* [The task]:
For the material below, please count the lines containing "awning". Reply with the count alone.

* [Extracted entries]:
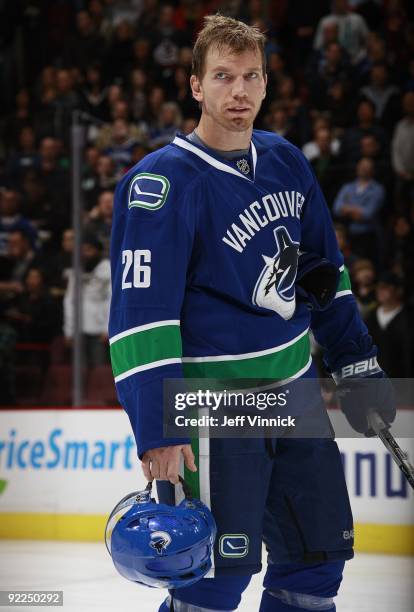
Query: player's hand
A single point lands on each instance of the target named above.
(164, 463)
(360, 396)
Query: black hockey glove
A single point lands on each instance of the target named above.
(363, 388)
(316, 281)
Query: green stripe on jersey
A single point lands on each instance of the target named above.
(144, 347)
(344, 281)
(280, 364)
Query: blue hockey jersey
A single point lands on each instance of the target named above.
(204, 258)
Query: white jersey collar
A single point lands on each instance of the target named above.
(209, 159)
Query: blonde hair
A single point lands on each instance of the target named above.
(226, 33)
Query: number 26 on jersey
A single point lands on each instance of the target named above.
(137, 269)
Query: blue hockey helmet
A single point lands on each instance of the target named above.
(160, 545)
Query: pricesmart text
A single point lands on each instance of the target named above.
(56, 452)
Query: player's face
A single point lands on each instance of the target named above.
(232, 88)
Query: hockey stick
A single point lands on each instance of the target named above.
(400, 457)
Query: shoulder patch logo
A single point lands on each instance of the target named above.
(148, 191)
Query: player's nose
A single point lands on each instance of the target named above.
(239, 88)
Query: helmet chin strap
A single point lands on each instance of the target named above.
(144, 495)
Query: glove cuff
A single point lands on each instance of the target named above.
(359, 369)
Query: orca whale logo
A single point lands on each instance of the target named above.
(160, 540)
(275, 287)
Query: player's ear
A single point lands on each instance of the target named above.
(196, 88)
(265, 80)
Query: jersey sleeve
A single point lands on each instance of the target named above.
(339, 329)
(151, 245)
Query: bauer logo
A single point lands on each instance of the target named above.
(234, 545)
(148, 191)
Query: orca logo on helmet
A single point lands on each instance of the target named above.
(160, 540)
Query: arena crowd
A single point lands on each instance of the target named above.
(340, 87)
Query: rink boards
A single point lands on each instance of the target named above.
(62, 471)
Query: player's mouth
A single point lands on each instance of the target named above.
(239, 109)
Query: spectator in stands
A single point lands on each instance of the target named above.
(384, 96)
(66, 101)
(25, 157)
(182, 93)
(96, 294)
(399, 251)
(344, 245)
(137, 93)
(363, 285)
(100, 220)
(20, 117)
(12, 220)
(403, 152)
(142, 55)
(57, 271)
(167, 41)
(156, 99)
(85, 45)
(55, 175)
(339, 106)
(311, 149)
(366, 126)
(94, 94)
(276, 71)
(8, 339)
(121, 145)
(20, 258)
(107, 177)
(325, 165)
(168, 124)
(279, 122)
(297, 112)
(35, 315)
(352, 30)
(106, 134)
(389, 326)
(333, 67)
(358, 203)
(90, 177)
(371, 148)
(101, 21)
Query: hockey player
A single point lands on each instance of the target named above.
(205, 244)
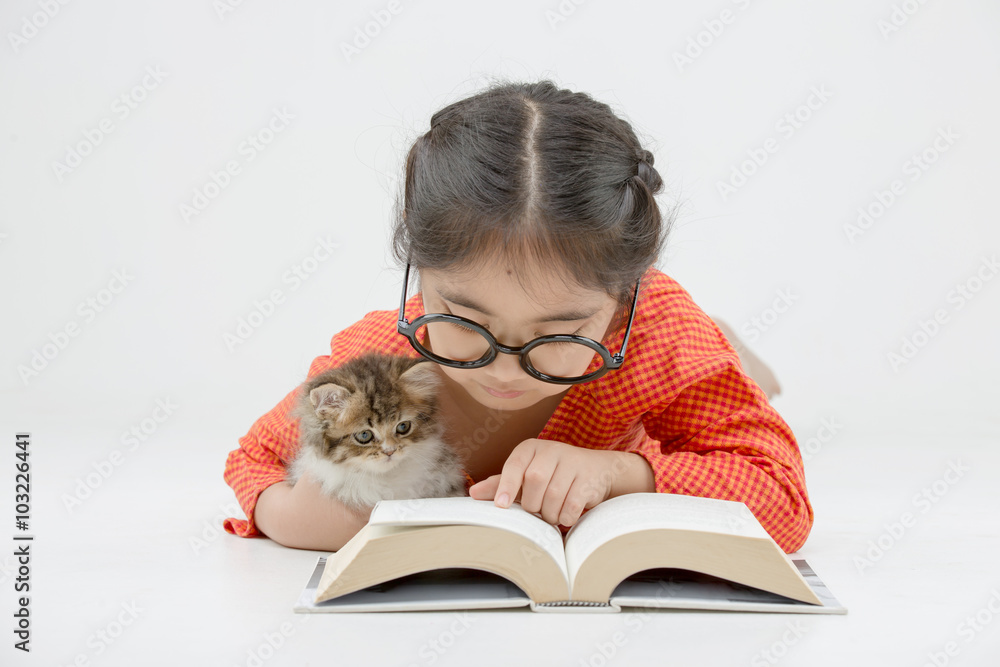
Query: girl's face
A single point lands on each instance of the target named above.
(493, 298)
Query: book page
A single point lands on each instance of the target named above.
(643, 511)
(469, 511)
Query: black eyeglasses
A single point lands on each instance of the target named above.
(462, 343)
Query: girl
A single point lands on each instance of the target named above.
(529, 211)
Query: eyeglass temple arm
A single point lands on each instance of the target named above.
(628, 328)
(402, 298)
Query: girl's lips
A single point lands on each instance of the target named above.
(502, 394)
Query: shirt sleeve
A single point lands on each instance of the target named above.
(720, 437)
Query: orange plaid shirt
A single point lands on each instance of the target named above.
(681, 400)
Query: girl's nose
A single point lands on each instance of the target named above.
(506, 370)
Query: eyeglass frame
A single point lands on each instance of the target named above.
(611, 361)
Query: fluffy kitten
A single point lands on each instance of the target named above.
(369, 431)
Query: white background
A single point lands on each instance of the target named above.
(891, 429)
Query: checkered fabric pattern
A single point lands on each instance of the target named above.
(681, 400)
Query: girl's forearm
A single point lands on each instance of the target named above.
(302, 517)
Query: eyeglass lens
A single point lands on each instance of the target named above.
(452, 340)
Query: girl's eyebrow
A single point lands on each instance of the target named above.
(565, 316)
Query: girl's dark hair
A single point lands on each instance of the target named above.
(524, 172)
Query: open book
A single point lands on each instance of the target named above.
(639, 549)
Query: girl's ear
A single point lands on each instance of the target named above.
(329, 400)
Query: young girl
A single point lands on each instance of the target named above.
(529, 211)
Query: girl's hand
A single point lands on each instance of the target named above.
(554, 478)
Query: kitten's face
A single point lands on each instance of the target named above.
(375, 412)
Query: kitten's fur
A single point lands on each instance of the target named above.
(375, 394)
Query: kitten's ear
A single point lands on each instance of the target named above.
(421, 376)
(329, 400)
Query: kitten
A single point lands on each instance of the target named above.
(369, 430)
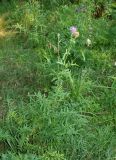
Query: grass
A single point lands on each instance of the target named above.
(57, 93)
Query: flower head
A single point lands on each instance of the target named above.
(73, 29)
(74, 32)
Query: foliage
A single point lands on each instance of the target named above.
(57, 90)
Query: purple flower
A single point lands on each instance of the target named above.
(73, 29)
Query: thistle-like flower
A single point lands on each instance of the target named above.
(74, 32)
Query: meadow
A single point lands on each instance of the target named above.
(57, 80)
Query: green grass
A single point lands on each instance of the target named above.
(57, 95)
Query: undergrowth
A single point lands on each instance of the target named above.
(57, 88)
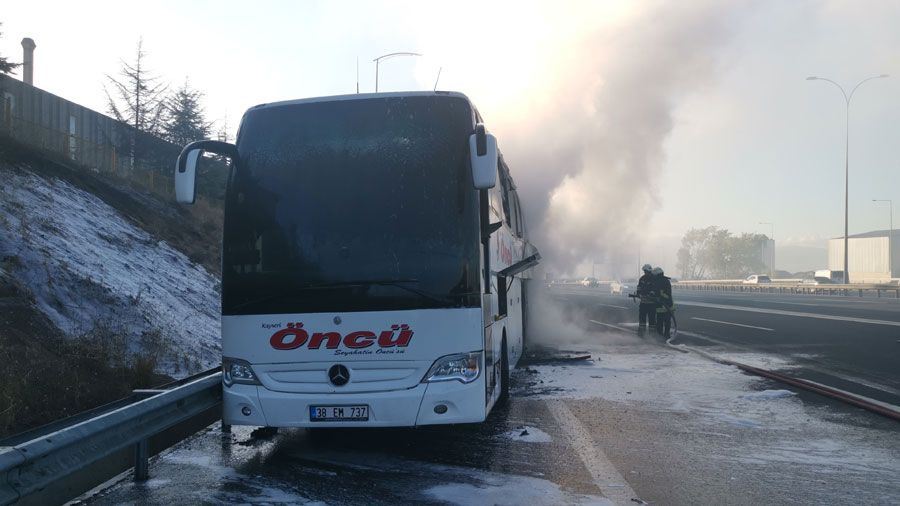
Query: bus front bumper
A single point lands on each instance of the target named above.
(421, 405)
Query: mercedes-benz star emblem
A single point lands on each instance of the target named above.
(339, 375)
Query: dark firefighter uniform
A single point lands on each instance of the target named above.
(647, 307)
(663, 287)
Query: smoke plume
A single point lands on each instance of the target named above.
(589, 155)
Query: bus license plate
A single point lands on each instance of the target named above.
(338, 413)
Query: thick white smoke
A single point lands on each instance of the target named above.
(588, 159)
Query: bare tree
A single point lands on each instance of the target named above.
(6, 66)
(140, 96)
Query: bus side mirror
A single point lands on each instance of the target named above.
(186, 166)
(483, 155)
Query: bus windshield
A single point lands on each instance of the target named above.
(352, 205)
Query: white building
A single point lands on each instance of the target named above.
(869, 256)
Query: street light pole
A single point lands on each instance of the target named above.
(771, 253)
(385, 57)
(847, 99)
(890, 237)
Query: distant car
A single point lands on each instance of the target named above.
(757, 279)
(618, 288)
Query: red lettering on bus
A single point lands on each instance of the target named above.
(294, 336)
(334, 340)
(297, 335)
(361, 339)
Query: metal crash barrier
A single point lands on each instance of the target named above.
(855, 289)
(63, 460)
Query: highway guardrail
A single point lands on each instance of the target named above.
(72, 456)
(792, 288)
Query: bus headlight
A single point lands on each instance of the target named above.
(464, 367)
(237, 371)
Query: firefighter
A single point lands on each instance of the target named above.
(647, 307)
(666, 305)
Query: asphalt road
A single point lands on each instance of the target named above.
(848, 343)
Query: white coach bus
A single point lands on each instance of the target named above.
(374, 263)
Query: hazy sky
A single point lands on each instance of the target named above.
(610, 114)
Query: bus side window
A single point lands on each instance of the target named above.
(504, 189)
(501, 295)
(522, 230)
(517, 214)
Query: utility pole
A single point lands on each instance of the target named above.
(771, 253)
(847, 98)
(385, 57)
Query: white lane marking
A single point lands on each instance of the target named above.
(730, 323)
(623, 329)
(791, 313)
(606, 477)
(610, 305)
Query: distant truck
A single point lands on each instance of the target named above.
(829, 276)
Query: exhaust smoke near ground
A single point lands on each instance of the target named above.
(555, 325)
(586, 112)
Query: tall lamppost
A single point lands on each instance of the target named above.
(847, 98)
(890, 236)
(385, 57)
(771, 253)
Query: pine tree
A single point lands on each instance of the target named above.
(185, 119)
(7, 67)
(140, 95)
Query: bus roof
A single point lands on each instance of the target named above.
(362, 96)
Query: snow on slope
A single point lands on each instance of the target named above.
(87, 266)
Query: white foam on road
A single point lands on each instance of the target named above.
(509, 490)
(733, 324)
(769, 425)
(766, 395)
(604, 473)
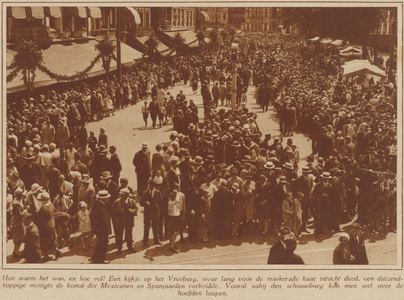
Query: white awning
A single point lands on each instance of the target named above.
(94, 12)
(18, 12)
(37, 12)
(130, 15)
(203, 16)
(53, 11)
(79, 11)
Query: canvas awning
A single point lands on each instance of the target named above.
(203, 16)
(79, 11)
(189, 36)
(36, 12)
(53, 11)
(68, 60)
(18, 12)
(130, 15)
(94, 12)
(360, 66)
(337, 42)
(351, 51)
(326, 41)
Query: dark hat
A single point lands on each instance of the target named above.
(236, 144)
(103, 194)
(198, 160)
(326, 175)
(106, 175)
(246, 158)
(284, 231)
(288, 165)
(44, 196)
(269, 165)
(29, 156)
(356, 226)
(210, 158)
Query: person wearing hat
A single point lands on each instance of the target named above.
(114, 164)
(32, 202)
(83, 216)
(342, 254)
(174, 218)
(86, 192)
(151, 200)
(324, 144)
(31, 171)
(142, 163)
(17, 226)
(305, 184)
(100, 223)
(46, 226)
(322, 193)
(32, 246)
(282, 252)
(357, 245)
(262, 201)
(247, 191)
(78, 165)
(124, 210)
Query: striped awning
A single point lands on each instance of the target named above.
(94, 12)
(130, 15)
(18, 12)
(53, 11)
(36, 12)
(203, 16)
(79, 11)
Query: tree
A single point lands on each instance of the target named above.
(26, 61)
(214, 37)
(106, 49)
(152, 43)
(178, 44)
(201, 39)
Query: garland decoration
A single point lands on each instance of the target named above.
(80, 75)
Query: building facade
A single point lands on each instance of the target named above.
(237, 17)
(263, 19)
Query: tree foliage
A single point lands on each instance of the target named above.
(152, 43)
(106, 49)
(26, 60)
(179, 44)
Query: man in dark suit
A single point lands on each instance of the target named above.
(30, 171)
(79, 166)
(281, 252)
(151, 200)
(46, 226)
(114, 164)
(304, 184)
(357, 246)
(124, 211)
(142, 163)
(32, 250)
(100, 219)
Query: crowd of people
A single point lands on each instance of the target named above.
(215, 179)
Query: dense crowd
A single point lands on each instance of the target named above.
(215, 179)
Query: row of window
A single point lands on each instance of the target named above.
(261, 26)
(182, 17)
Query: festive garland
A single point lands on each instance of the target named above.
(78, 76)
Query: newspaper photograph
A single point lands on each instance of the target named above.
(200, 149)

* [Answer below]:
3